» YOUR OBJECTIVE:
Restate the last part of the records below word for word, beginning at the line with "sample of the" and ending at the final line.
=== RECORDS PROVIDED ===
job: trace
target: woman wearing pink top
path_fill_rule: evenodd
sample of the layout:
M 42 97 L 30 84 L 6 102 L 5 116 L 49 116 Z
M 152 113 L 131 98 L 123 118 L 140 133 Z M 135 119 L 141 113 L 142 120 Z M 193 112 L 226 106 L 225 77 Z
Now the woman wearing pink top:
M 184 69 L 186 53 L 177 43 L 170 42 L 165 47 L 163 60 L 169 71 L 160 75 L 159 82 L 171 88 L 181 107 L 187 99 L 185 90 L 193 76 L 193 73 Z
===
» RESPONSE BELOW:
sample of the layout:
M 42 97 L 30 84 L 6 102 L 5 116 L 49 116 Z
M 152 113 L 131 98 L 123 118 L 140 133 Z M 135 119 L 141 113 L 142 120 Z M 193 112 L 226 106 L 225 77 Z
Now the woman wearing pink top:
M 184 69 L 186 53 L 177 43 L 170 42 L 165 47 L 163 60 L 169 71 L 160 75 L 159 82 L 171 88 L 181 107 L 187 99 L 185 90 L 193 76 L 193 73 Z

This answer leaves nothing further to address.